## DOCUMENT SEGMENT
++++++++
After the international success of his bitter Icelandic evocation of a stubborn farmer in Independent People, Halldór Laxness (1902-1988) found himself as isolated as his protagonist from sustained success. That 1933-34 novel won him a Book-of-the-Month selection in the US in its 1946 appearance in English, with the royalties and acclaim that sales of nearly half a million garnered. It helped him win the 1955 Nobel Prize for Literature. Yet, Halldór (I follow his homeland’s convention in using given names, as his “surname” is a pen-name derived from his family’s farm “of Laxnes”) as a Communist and a longtime defender of Stalin, earned the censure of J. Edgar Hoover.
++++++++
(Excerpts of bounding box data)
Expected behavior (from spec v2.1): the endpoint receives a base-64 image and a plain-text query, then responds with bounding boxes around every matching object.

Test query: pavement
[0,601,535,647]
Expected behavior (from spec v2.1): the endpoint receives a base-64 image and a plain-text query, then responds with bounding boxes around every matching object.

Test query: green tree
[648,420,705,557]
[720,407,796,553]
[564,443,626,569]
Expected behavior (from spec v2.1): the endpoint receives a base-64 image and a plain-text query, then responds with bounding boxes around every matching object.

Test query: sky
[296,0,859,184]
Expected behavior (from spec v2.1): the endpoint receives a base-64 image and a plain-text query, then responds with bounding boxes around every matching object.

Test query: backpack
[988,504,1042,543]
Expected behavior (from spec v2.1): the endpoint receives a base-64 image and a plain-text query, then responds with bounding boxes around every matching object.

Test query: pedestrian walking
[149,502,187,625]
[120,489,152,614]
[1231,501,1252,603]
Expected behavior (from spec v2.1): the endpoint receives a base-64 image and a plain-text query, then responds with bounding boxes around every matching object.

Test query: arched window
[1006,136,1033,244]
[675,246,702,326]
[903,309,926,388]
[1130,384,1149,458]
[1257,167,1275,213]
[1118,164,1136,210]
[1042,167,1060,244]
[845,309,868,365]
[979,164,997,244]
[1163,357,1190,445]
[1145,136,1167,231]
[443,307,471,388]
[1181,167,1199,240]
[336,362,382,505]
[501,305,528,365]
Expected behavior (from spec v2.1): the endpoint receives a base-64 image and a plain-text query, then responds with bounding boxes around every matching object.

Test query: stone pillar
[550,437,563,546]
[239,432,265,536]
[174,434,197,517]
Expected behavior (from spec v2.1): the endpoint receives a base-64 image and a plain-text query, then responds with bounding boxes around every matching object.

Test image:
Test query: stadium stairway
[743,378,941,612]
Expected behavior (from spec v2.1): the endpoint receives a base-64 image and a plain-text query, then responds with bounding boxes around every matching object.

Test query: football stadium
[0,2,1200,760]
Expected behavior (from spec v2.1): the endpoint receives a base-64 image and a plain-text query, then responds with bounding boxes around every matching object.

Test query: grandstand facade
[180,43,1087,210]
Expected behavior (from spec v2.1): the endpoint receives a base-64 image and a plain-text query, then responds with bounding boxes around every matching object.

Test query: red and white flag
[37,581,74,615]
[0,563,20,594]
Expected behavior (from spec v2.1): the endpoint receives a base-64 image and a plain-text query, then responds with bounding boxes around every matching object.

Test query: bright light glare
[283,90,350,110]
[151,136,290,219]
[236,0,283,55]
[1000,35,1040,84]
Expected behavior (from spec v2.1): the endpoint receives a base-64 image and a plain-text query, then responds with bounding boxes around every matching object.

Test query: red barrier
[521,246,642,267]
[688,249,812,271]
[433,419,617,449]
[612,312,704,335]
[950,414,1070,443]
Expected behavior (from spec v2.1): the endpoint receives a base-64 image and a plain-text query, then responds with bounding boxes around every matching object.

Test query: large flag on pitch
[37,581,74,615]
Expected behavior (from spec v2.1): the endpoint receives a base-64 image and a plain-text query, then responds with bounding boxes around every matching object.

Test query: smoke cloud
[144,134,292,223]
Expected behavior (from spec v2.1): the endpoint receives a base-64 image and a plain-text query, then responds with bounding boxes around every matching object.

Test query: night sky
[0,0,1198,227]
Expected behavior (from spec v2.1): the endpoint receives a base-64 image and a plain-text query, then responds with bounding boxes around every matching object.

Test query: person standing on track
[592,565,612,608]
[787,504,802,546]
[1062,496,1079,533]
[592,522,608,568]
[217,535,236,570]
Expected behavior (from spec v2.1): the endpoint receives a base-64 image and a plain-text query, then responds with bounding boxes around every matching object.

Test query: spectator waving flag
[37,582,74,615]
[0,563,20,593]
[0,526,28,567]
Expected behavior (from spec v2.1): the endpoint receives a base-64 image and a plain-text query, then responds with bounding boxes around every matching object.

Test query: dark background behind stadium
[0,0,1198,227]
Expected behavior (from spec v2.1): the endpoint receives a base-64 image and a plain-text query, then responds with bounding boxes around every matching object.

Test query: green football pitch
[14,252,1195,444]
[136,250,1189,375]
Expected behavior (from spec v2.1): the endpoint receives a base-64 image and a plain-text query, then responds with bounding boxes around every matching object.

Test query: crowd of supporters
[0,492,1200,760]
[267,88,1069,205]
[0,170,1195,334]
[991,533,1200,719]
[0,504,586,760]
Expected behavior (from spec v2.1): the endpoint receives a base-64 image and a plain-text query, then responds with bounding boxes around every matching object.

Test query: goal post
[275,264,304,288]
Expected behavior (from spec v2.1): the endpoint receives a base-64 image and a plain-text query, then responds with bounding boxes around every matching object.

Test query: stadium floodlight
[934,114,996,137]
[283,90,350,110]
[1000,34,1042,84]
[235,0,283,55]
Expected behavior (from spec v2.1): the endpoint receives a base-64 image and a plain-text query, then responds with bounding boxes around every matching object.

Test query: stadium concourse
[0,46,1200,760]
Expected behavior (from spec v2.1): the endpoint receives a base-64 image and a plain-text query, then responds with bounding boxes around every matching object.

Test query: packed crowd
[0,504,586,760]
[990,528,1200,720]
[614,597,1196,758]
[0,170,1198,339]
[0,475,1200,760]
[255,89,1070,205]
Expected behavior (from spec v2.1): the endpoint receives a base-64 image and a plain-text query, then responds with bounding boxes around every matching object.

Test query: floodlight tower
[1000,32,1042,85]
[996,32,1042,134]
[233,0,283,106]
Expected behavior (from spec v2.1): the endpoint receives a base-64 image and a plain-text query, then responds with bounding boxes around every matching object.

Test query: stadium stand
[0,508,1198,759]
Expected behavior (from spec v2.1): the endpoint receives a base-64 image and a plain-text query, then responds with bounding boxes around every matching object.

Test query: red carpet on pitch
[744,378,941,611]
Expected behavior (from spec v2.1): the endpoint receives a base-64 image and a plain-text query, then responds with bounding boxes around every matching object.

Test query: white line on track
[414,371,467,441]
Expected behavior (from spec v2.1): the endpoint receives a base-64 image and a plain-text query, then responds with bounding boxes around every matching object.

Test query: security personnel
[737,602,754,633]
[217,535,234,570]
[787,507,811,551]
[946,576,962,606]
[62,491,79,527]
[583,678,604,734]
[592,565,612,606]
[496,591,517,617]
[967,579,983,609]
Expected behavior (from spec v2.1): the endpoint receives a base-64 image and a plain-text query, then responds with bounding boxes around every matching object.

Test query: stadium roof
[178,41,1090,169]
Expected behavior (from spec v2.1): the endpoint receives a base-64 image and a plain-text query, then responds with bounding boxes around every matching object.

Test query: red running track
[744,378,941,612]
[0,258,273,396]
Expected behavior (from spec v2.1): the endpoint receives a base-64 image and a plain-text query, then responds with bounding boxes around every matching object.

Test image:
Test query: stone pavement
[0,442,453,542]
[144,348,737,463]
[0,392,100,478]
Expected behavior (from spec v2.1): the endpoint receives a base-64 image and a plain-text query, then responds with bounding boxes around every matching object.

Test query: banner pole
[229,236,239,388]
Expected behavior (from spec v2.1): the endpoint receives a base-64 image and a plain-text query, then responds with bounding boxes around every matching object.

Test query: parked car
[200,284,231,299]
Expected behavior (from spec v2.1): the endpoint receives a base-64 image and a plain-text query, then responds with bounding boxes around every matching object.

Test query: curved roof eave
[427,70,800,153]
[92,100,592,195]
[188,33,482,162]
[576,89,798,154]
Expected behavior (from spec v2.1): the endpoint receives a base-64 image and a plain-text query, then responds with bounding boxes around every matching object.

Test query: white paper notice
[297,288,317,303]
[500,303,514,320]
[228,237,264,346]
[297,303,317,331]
++++++++
## JOBS
**1.** According to the passage on Halldór Laxness, in what year did he win the Nobel Prize for Literature?
**2.** Tally the lines of the entries that contain the string "pavement", treating uppercase and lowercase as different, and give only the number.

## THE SOLUTIONS
**1.** 1955

**2.** 2